**Extract to read:**
───

Access to Information Orders

Decision Information

Summary:



• Undisclosed portions of records related to an incident investigated by the OPP.

• Section 2(1) (definition of personal information) - records contain personal information of appellant and other individuals.

• Section 49(b)/21(3)(b) (personal privacy) - upheld.

• Ministry’s decision upheld.

Decision Content


 

 

 

 

 

 

 

 

 

 

 

 

 

 

 

 

 

ORDER PO-2881

 

Appeal PA09-234

 

Ministry of Community Safety and Correctional Services

 


NATURE OF THE APPEAL:

 

The Ministry of Community Safety and Correctional Services (the Ministry) received a request under the Freedom of Information and Protection of Privacy Act (the Act) for all information relating to a particular incident which occurred on an identified date at a stated address.

 

The Ministry issued a decision letter granting partial access to the responsive records.  Access was denied to portions of the records pursuant to section 49(b) (invasion of privacy) as well as section 49(a) (discretion to refuse requester’s own information), read in conjunction with sections 14(1)(l) (facilitate commission of unlawful act) and 14(2)(a) (law enforcement) of the Act.  The Ministry also withheld portions of the records on the basis that these portions were not responsive to the request.

 

The requester, now the appellant, appealed the decision.

 

During mediation, the appellant identified that the portions of the records which were not disclosed on the basis of the exemption at section 14(1)(l), and the portions of the records identified as non-responsive, were no longer at issue in this appeal.

───

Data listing
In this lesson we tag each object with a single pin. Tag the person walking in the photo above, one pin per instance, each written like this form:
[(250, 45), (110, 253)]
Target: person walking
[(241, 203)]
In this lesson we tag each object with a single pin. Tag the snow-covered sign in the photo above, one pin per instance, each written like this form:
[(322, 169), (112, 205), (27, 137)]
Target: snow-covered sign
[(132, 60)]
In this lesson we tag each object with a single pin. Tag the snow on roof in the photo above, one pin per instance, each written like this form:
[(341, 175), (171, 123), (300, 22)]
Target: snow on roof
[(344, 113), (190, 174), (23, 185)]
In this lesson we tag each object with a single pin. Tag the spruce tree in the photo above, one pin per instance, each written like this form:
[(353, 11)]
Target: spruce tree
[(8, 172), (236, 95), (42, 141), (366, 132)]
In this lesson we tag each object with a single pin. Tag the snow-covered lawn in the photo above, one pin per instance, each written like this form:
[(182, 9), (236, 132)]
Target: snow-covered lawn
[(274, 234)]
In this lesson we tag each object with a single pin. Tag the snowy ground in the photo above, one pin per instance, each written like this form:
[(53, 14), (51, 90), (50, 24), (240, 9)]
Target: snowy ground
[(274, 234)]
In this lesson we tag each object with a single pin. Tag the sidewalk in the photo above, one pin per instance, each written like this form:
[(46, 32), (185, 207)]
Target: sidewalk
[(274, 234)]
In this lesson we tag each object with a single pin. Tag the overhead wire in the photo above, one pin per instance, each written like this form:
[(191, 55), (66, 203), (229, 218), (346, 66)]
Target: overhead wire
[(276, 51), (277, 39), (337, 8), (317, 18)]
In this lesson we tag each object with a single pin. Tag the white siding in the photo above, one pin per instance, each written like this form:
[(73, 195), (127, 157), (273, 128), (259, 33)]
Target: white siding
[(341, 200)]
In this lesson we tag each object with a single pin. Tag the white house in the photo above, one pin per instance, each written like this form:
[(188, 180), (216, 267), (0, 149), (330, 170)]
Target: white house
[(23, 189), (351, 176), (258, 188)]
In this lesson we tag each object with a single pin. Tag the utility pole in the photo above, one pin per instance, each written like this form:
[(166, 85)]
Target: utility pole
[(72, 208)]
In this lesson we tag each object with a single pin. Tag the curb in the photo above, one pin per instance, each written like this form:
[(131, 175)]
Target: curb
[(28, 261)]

───

**Tasks to perform:**
1. Put the rows into a JSON list of strings, one string per line with blank lines left out. Begin at the line that has "the white siding" and stop after the line that has "[(23, 189), (351, 176), (258, 188)]".
2. Write the next part of the privacy appeal order, picking up after its final sentence.

**Answers:**
1.
[
  "In this lesson we tag each object with a single pin. Tag the white siding in the photo above, one pin per instance, each written like this form:",
  "[(73, 195), (127, 157), (273, 128), (259, 33)]",
  "Target: white siding",
  "[(341, 200)]",
  "In this lesson we tag each object with a single pin. Tag the white house in the photo above, one pin per instance, each written like this form:",
  "[(188, 180), (216, 267), (0, 149), (330, 170)]",
  "Target: white house",
  "[(23, 189), (351, 176), (258, 188)]"
]

2.
Mediation did not resolve the remaining issues, and this file was transferred to the adjudication stage of the process.  A Notice of Inquiry identifying the facts and issues in this appeal was sent to the Ministry, initially, and the Ministry provided representations in response.  In the Ministry’s representations, it advised that it was withdrawing its claim that the exemption at section 49(a), read in conjunction with section 14(2) of the Act, applies to the records.  As a result, these sections were removed from the scope of the appeal.  A modified Notice of Inquiry, along with a complete copy of the Ministry’s representations, was then sent to the appellant, and the appellant also provided representations in response.

 

The file was subsequently transferred to me to complete the inquiry process.

 

RECORDS:

 

The three records at issue in this appeal consist of the withheld portions of a 1-page General Occurrence Report, the withheld portions of a 1-page Occurrence Summary, and the responsive portions of one page of a police officer’s notes.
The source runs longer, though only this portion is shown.